---------- Document text

PLAYBILL.COM'S BRIEF ENCOUNTER With John Cameron Mitchell, on Bringing Hedwig and the Angry Inch to Broadway

By Carey Purcell
28 Apr 2014

Neil Patrick Harris in Hedwig and the Angry Inch.
Photo by Joseph Marzullo/WENN

Neil Patrick Harris just wrapped his TV show "How I Met Your Mother," and then Hedwig opened. Tell me about the rehearsal process and bringing it to Broadway so quickly.
JCM: We had a strangely truncated rehearsal schedule because of Neil's TV show, and I don't know how he did it. I guess it's from doing all those Tonys shows. He can get things together so fast. Just the technical element, which tends to take other people much longer. He... thrills to the tasks that are technical — accent, voice training, finding his body, choreography, getting the singing right — all of that was done right before. He snatched time periods throughout the last six months.

We really only had three weeks to get from the beginning of real rehearsal to the first audience — including tech. That's never been done on Broadway before. I'd just never heard of that. Luckily, the show is less technically difficult; the lighting is the hardest thing. It was a really short tech. So the first audience was a surprisingly together show — and a psychotic audience. They were so supportive. I've never felt more confident about being ready, in a theatrical experience, ever.

It seems like if there are any world records left to break, Neil Patrick Harris will break them at some point in his life.
JCM: It's not always the most desirable one — I can rehearse that in two-and-a-half weeks! — but because of the Tony deadline, we had to do it. And he was game, and the show was ending. Also [to] avoid the post-partum and go straight into something — [to avoid being] bummed out by the end of nine years of a series. The best way to do it is jump into a show. He's having a blast.

--------------------
---------- Listed records

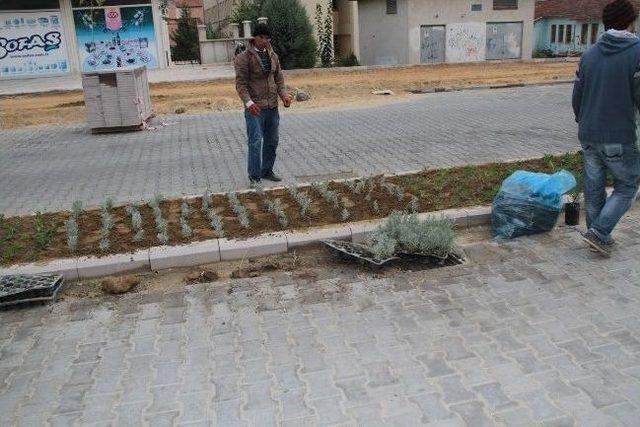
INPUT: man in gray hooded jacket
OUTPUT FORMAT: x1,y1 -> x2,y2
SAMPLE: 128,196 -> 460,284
573,0 -> 640,257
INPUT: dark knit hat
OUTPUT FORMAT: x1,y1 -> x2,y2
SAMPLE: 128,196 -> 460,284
252,24 -> 271,38
602,0 -> 638,30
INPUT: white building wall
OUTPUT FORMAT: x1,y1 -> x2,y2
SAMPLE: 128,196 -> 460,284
358,0 -> 410,65
358,0 -> 535,65
408,0 -> 535,64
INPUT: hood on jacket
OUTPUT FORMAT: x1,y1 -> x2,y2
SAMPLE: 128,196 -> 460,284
597,33 -> 640,55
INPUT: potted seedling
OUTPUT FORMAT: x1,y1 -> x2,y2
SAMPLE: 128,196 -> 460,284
564,175 -> 583,225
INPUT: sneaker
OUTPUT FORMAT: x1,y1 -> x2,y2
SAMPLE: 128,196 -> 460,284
582,231 -> 612,258
262,171 -> 282,182
589,239 -> 618,252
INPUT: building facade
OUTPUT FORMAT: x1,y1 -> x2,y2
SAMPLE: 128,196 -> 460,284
534,0 -> 640,55
204,0 -> 359,56
357,0 -> 535,65
0,0 -> 170,79
166,0 -> 204,46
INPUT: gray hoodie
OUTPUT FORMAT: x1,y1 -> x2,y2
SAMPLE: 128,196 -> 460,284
573,33 -> 640,144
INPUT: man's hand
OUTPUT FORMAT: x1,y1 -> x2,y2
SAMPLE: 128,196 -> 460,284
247,104 -> 262,116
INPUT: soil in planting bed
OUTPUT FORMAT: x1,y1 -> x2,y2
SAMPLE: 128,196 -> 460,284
0,154 -> 581,265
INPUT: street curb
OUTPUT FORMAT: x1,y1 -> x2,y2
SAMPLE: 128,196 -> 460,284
0,206 -> 491,280
407,79 -> 574,95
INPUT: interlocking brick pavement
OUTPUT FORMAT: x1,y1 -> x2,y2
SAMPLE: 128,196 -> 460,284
0,85 -> 579,214
0,209 -> 640,426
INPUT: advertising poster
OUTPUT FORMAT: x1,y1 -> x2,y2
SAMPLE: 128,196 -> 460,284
73,6 -> 158,71
0,12 -> 69,78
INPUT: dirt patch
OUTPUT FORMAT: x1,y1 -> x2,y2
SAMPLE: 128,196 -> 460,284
102,276 -> 140,295
0,62 -> 577,129
0,154 -> 582,265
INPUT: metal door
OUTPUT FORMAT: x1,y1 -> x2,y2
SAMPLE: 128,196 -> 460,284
420,25 -> 446,63
487,22 -> 522,59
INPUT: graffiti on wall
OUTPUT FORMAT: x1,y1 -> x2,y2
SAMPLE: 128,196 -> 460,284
446,22 -> 487,62
0,12 -> 69,78
487,22 -> 522,59
73,6 -> 158,71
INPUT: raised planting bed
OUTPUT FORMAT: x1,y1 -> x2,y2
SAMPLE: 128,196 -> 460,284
0,154 -> 581,266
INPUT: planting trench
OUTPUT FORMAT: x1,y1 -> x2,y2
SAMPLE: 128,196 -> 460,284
0,154 -> 581,266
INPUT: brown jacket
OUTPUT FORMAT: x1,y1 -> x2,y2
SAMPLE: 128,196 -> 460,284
234,43 -> 286,108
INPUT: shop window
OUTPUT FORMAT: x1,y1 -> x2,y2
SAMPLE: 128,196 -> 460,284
591,24 -> 600,44
387,0 -> 398,15
0,0 -> 60,10
580,24 -> 589,44
71,0 -> 151,7
493,0 -> 518,10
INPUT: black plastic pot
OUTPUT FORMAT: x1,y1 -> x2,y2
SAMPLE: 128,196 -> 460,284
564,202 -> 580,225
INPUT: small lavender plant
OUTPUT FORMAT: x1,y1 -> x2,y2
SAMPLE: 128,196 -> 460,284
202,191 -> 224,238
253,181 -> 264,196
407,194 -> 420,213
353,179 -> 368,194
340,208 -> 351,222
287,186 -> 311,216
311,182 -> 340,207
65,200 -> 82,252
125,205 -> 144,242
227,193 -> 251,228
99,198 -> 115,252
180,199 -> 193,238
149,194 -> 169,245
264,199 -> 289,228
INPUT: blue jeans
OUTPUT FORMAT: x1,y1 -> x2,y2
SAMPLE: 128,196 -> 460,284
581,141 -> 640,242
244,108 -> 280,180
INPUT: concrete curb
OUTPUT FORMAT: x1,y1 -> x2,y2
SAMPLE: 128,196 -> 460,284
0,206 -> 491,280
407,79 -> 574,95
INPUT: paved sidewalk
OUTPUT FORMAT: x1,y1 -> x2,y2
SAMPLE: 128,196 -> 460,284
0,209 -> 640,427
0,64 -> 235,95
0,85 -> 579,214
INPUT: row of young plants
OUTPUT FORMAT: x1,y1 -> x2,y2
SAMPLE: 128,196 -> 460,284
56,178 -> 419,253
0,154 -> 581,265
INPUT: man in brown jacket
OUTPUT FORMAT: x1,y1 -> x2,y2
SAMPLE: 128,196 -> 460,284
235,24 -> 291,187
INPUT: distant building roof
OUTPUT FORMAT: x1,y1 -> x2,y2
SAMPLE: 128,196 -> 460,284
536,0 -> 640,21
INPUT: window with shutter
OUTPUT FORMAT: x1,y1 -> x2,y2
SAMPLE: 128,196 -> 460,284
387,0 -> 398,15
493,0 -> 518,10
580,24 -> 589,44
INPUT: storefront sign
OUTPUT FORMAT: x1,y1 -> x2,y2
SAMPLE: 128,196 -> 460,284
73,6 -> 158,71
0,12 -> 69,78
104,7 -> 122,31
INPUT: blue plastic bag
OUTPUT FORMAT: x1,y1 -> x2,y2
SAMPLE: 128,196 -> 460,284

--------------------

Can you transcribe the interview about bringing Hedwig to Broadway word for word, starting at the words "Neil Patrick Harris in" and stopping after "last six months."?

Neil Patrick Harris in Hedwig and the Angry Inch.
Photo by Joseph Marzullo/WENN

Neil Patrick Harris just wrapped his TV show "How I Met Your Mother," and then Hedwig opened. Tell me about the rehearsal process and bringing it to Broadway so quickly.
JCM: We had a strangely truncated rehearsal schedule because of Neil's TV show, and I don't know how he did it. I guess it's from doing all those Tonys shows. He can get things together so fast. Just the technical element, which tends to take other people much longer. He... thrills to the tasks that are technical — accent, voice training, finding his body, choreography, getting the singing right — all of that was done right before. He snatched time periods throughout the last six months.